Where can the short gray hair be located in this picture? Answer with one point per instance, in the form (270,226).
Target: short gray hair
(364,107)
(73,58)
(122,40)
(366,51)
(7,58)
********
EXERCISE PROMPT
Copy all of the data exactly.

ANSWER SPACE
Where can the short gray hair be located in this picture? Answer with one point per instance, in the form (270,226).
Target: short gray hair
(364,107)
(73,58)
(122,40)
(366,51)
(7,58)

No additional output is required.